Continue the passage below about the special election for Iowa Senate district 41, picking up after its last sentence.

Reading text:

-*-*-

Though recent voting patterns in the area favor Republicans, turnout for a mid-winter special election is a question mark.

Because the vacancy is arising shortly before the legislature convenes for its 2021 session, state law requires Governor Kim Reynolds to “order such special election at the earliest practical time, giving at least eighteen days’ notice.” The last special election to fill an Iowa Senate vacancy during a legislative session involved a four-week campaign. UPDATE: Reynolds set the election for Tuesday, January 26.

The Democratic and Republican parties will select their nominees at special district conventions. Third-party candidates may also file for the special election; they would need to collect 100 signatures from eligible voters living in the district.

Senate district 41 covers all of Davis and Van Buren counties and most of Wapello and Jefferson counties, including the cities of Ottumwa and Fairfield.

On paper, the district looks balanced politically, with 13,370 active registered Democrats, 12,903 Republicans, and 10,800 no-party voters as of December 1.

Like much of southeast Iowa, this area swung heavily toward Republicans over the past decade. The Daily Kos Elections team calculated that voters in Senate district 41 favored Barack Obama over Mitt Romney in 2012 by 53.0 percent to 45.1 percent. Four years later, Donald Trump carried the district by 56.9 percent to 37.9 percent for Hillary Clinton.

Iowa Democrats had hoped 2016 was a rock-bottom scenario, but Joe Biden barely improved on Clinton’s showing. In fact, Trump increased his vote share in many counties, thanks to a smaller percentage of voters choosing third-party candidates.

When I tallied up votes for the major-party presidential candidates in all the Senate district 41 precincts, I found that Trump received 59.6 percent of the vote and Biden 38.5 percent. (You can download that .xls file or a pdf version.)

The odd-numbered Iowa Senate districts weren’t on the ballot in 2020, but Republicans won both Iowa House seats that make up Senate district 41. Cherielynn Westrich defeated long-serving Democratic State Representative Mary Gaskill by about 800 votes in in House district 81. Jeff Shipley defeated Democrat Phil Miller by 166 votes in House district 82. That race was an expensive rematch of a 2018 context that Shipley won by just 37 votes.

-*-*-

Referring-expression pointing data
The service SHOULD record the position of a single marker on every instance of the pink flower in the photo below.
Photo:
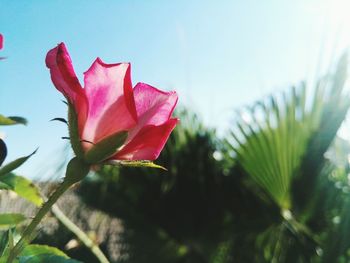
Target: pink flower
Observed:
(1, 41)
(108, 106)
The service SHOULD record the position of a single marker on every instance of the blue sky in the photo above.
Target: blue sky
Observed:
(218, 55)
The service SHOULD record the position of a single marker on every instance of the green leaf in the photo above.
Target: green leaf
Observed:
(106, 148)
(4, 241)
(15, 164)
(137, 164)
(12, 120)
(22, 186)
(35, 250)
(44, 258)
(11, 219)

-*-*-

Exercise output:
The large margin for Trump gives Republicans a structural advantage going into the next Senate district 41 campaign. That said, turnout for a late January special will be far lower than for a general election. Whose base will be more fired up is anyone’s guess. Due to the ongoing COVID-19 pandemic, the Democratic nominee will likely avoid most in-person campaigning. Republicans may hold indoor campaign events, as they did across Iowa before the November election.

Candidate quality could be an important factor in the upcoming legislative race. Republican candidates for the Iowa House substantially underperformed the top of the GOP ticket in this area. My calculations show Trump received 58.4 percent of the vote in House district 81, where Westrich won with 53.1 percent. Trump gained 60.6 percent in House district 82, where Shipley (a sitting lawmaker) managed only 50.5 percent.

The open-seat contest between Stewart and Miller-Meeks was among the most competitive 2018 state Senate races. Total spending by the Democratic and Republican parties exceeded $535,000.

The certified results show Stewart had the advantage in Wapello and Jefferson precincts, but that wasn’t enough to overcome the lopsided Republican vote in Davis and Van Buren counties.

Although Stewart fell short against Miller-Meeks (who had high name ID in the area), she outperformed Democratic candidate for governor Fred Hubbell. He received 45.4 percent of the vote in the Senate district 41 precincts, while Reynolds won 52.4 percent.

The stakes are not particularly high for this special election. Regardless of the outcome, Republicans will control the upper chamber (with a 32-18 majority if they hold Senate district 41, or a 31-19 majority if a Democrat prevails). Miller-Meeks’ successor will have to face the voters again in 2022, and the district may look entirely different under the map Iowa lawmakers will adopt sometime next year.